▶ Written problem:
Gather each line in the listing below that contains the word "logo" and copy those lines in full.
── Supplied records ──
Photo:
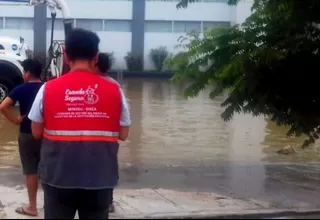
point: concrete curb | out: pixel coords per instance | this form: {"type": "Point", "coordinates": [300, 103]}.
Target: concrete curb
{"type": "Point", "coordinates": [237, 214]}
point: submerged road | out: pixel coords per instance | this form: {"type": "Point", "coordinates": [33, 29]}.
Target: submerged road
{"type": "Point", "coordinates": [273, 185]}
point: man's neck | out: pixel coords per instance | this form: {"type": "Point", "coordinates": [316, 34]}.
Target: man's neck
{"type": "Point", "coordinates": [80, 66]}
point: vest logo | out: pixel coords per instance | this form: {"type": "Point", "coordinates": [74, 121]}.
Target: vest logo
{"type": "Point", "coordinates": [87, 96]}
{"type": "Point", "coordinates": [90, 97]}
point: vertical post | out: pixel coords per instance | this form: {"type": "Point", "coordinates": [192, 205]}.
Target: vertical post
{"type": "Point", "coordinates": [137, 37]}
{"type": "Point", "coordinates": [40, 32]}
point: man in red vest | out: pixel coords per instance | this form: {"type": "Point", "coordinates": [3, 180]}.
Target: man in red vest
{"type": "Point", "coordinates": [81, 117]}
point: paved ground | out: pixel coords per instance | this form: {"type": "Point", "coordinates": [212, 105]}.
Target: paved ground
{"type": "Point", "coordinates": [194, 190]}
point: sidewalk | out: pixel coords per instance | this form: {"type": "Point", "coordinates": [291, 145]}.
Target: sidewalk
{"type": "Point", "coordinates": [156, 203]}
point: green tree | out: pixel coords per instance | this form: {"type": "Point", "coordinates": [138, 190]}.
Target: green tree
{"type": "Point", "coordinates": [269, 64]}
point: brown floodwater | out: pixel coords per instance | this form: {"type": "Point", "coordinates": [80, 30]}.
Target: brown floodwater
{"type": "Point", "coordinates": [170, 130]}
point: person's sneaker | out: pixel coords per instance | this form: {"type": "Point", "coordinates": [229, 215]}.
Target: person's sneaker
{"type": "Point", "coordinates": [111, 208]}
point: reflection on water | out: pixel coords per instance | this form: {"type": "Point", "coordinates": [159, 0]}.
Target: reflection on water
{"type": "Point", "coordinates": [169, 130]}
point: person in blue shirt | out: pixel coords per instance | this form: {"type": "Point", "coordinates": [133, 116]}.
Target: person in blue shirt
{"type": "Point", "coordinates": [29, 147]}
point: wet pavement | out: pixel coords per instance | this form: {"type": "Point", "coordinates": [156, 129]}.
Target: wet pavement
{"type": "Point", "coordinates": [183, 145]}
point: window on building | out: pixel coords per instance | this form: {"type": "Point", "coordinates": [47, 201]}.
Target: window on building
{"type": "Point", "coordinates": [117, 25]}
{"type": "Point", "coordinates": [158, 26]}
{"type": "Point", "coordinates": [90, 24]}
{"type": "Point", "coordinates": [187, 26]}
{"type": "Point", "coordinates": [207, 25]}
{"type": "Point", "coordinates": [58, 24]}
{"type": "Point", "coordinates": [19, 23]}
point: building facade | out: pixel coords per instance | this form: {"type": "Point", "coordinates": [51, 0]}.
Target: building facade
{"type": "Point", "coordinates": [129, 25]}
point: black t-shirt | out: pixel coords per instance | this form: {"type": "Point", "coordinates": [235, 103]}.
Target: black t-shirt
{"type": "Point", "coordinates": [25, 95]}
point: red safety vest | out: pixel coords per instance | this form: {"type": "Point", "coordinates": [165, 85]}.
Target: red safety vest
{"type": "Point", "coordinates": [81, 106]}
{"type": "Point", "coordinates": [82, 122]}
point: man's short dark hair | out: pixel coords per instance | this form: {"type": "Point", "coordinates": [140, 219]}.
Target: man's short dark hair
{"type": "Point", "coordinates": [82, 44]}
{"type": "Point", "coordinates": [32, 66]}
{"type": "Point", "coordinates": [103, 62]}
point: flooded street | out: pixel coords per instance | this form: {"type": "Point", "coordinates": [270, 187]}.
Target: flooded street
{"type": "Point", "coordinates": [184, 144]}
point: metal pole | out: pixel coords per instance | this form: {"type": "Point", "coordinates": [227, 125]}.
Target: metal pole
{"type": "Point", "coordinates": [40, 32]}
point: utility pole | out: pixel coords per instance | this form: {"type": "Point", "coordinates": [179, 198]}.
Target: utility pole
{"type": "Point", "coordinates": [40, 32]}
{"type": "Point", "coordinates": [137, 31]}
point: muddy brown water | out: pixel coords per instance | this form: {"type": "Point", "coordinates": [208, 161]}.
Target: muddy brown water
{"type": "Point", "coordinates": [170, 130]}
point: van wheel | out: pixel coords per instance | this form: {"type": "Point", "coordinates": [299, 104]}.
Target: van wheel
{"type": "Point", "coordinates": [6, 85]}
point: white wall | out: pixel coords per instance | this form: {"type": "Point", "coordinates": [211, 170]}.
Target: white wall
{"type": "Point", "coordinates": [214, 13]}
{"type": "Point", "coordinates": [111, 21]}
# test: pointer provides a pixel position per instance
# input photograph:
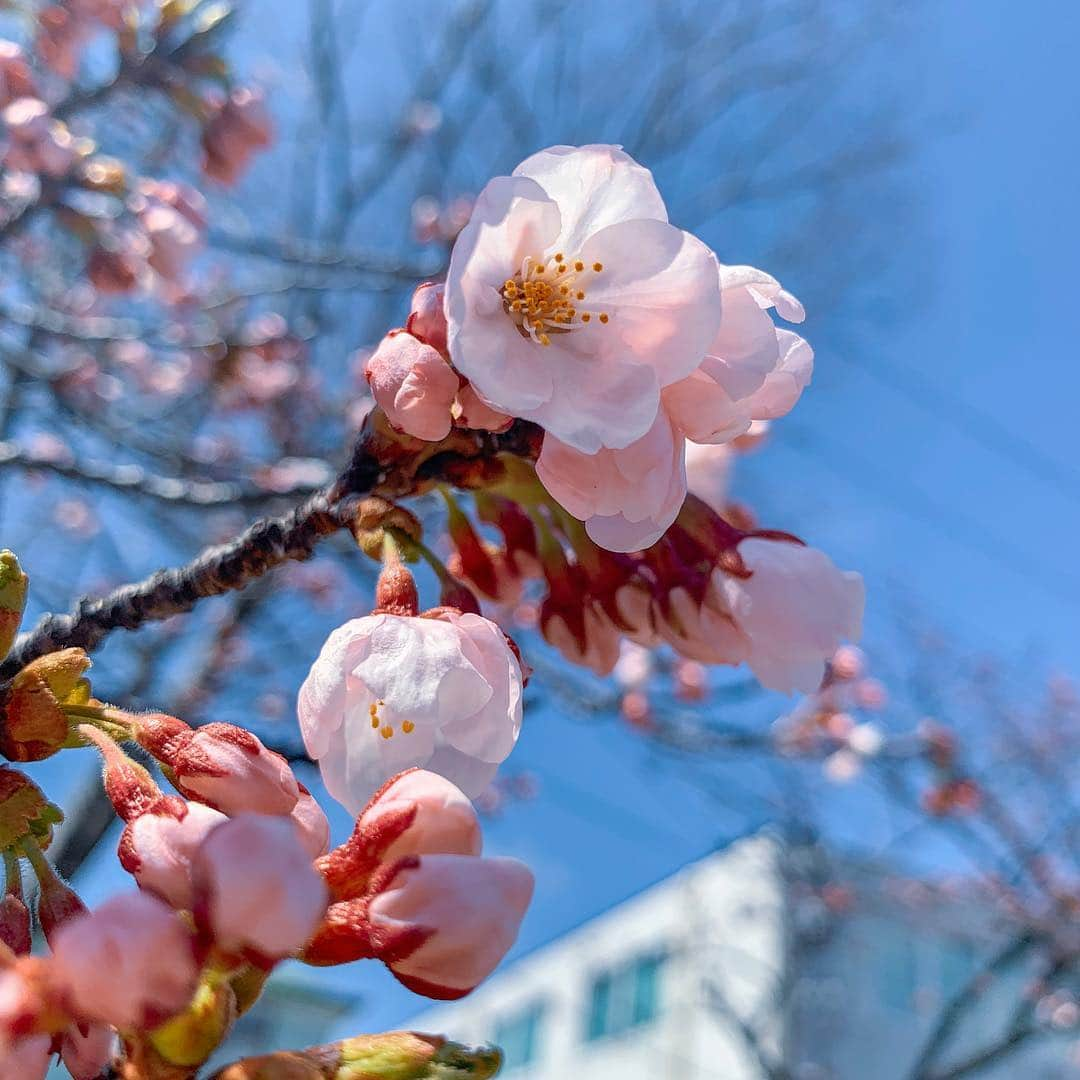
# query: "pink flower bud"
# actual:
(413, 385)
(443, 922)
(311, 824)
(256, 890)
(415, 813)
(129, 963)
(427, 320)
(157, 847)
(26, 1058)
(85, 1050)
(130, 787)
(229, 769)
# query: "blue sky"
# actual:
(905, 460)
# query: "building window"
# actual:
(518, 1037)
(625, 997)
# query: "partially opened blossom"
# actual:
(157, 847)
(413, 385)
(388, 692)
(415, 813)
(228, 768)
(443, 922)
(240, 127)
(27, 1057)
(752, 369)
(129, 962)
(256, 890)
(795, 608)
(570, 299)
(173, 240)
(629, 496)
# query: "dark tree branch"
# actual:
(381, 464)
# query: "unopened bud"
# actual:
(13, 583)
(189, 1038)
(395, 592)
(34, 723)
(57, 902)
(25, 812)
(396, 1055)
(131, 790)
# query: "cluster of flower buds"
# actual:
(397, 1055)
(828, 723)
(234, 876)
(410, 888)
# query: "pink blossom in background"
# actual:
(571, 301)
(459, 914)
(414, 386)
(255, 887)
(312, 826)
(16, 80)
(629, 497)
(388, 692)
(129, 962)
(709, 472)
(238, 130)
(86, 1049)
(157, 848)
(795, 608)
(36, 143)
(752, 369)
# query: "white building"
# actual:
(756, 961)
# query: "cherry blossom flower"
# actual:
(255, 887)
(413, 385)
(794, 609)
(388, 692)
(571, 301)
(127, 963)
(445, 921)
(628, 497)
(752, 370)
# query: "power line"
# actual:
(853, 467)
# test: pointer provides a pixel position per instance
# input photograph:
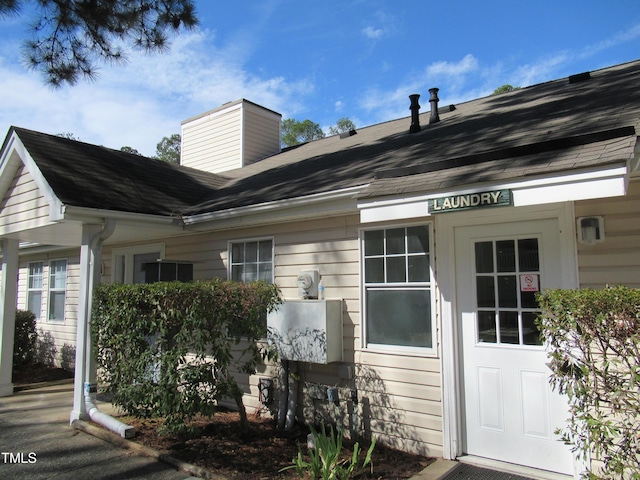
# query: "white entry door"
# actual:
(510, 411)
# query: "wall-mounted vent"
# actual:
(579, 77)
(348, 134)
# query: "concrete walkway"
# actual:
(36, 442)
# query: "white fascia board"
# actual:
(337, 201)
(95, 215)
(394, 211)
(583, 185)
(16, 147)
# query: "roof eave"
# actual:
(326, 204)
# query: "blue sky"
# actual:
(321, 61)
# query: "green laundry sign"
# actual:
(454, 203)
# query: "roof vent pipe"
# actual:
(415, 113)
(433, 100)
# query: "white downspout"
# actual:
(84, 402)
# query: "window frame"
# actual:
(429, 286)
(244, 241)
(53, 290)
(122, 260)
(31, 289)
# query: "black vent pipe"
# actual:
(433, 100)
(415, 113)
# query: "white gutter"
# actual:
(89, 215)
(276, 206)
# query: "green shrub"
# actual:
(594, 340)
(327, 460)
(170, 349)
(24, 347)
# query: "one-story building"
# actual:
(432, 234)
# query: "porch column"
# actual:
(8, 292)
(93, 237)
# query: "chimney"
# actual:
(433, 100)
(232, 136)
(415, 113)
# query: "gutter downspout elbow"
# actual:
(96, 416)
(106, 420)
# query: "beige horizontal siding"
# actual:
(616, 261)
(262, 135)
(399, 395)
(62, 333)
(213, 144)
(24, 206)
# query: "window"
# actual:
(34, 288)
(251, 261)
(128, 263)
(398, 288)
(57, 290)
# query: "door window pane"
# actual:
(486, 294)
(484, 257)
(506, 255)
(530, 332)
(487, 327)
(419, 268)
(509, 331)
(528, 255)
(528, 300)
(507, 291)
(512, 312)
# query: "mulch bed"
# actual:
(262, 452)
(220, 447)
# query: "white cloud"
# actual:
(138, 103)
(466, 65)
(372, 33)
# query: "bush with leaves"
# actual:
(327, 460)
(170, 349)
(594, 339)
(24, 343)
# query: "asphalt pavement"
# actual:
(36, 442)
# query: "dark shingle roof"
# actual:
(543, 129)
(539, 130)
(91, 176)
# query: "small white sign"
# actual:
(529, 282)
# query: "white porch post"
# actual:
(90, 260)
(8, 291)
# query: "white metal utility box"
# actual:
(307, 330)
───
── Supplied records ──
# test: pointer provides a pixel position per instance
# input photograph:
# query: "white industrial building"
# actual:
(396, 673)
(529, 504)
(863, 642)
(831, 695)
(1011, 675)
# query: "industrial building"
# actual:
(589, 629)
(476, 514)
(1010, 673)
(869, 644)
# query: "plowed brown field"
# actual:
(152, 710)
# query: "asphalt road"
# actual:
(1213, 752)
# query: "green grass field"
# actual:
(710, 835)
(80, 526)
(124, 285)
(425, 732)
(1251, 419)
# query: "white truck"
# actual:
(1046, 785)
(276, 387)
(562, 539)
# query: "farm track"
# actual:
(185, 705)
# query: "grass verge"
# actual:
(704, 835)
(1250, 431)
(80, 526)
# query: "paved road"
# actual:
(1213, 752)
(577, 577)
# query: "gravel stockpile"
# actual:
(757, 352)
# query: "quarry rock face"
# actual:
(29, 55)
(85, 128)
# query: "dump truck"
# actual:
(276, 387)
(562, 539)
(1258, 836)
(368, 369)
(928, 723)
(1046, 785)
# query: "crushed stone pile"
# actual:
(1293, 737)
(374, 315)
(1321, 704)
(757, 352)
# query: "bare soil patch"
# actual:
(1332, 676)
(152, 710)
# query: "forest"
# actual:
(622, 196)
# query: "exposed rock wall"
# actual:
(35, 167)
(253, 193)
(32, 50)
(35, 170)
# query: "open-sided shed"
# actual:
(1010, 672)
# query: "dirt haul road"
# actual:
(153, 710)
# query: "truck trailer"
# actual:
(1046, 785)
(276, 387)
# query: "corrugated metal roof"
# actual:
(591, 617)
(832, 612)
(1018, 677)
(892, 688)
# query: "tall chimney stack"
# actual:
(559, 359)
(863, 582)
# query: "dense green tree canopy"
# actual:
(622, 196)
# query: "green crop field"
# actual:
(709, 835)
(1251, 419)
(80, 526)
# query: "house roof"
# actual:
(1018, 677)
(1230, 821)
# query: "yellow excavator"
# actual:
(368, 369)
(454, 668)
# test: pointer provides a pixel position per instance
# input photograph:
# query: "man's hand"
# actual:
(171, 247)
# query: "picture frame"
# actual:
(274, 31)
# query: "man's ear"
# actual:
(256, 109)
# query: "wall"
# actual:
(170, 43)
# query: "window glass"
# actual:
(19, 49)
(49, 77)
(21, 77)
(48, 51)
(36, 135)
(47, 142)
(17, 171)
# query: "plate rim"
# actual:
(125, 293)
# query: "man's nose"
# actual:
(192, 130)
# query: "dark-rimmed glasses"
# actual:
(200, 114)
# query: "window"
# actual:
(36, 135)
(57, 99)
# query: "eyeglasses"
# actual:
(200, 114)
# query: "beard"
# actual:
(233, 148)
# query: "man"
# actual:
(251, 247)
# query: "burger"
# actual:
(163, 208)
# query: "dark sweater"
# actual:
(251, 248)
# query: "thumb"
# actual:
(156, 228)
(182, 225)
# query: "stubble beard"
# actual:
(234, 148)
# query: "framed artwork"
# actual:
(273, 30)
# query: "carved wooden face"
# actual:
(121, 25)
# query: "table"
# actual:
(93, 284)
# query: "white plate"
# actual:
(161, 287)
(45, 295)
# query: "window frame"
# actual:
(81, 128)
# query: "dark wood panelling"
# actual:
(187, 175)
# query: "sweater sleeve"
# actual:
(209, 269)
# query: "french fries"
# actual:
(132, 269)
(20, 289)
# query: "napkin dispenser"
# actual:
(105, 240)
───
── Supplied records ──
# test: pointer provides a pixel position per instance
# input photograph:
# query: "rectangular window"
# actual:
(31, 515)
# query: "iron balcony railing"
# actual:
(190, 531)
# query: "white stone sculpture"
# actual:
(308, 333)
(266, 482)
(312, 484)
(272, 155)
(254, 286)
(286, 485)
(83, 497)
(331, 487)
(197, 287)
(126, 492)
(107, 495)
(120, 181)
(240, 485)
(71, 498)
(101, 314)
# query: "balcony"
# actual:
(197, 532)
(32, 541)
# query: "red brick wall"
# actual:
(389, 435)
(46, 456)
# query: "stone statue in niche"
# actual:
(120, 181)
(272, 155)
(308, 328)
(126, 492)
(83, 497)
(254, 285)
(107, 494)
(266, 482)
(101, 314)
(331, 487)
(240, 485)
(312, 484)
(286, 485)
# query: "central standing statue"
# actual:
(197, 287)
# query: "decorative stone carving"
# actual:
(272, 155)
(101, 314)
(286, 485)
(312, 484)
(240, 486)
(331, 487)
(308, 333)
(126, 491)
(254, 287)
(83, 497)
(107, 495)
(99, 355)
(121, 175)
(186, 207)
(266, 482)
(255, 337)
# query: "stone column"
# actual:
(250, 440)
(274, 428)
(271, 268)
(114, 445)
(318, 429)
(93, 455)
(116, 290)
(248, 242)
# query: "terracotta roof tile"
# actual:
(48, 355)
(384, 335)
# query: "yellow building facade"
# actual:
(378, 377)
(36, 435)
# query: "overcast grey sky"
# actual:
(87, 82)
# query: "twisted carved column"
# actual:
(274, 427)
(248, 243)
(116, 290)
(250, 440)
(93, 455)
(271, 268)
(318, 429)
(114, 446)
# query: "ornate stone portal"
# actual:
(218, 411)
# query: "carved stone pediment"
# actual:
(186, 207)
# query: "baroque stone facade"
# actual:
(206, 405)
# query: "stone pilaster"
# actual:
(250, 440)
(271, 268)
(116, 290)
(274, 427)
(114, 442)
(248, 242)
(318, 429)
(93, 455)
───
▶ Correct response:
point: vest logo | out: pixel coords per instance | this form: {"type": "Point", "coordinates": [74, 121]}.
Target: vest logo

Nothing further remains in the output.